— Start —
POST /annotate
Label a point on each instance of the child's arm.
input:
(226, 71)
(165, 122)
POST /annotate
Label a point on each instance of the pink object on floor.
— End —
### WHAT THE TASK ASKS
Render every line of the records as a JSON array of strings, one string per line, skipping any blank lines.

### TASK ANSWER
[
  "POST /annotate",
  "Label a point on each instance of the child's arm.",
  "input:",
  "(226, 71)",
  "(165, 122)",
  "POST /annotate",
  "Label a point on each instance of the pink object on floor."
]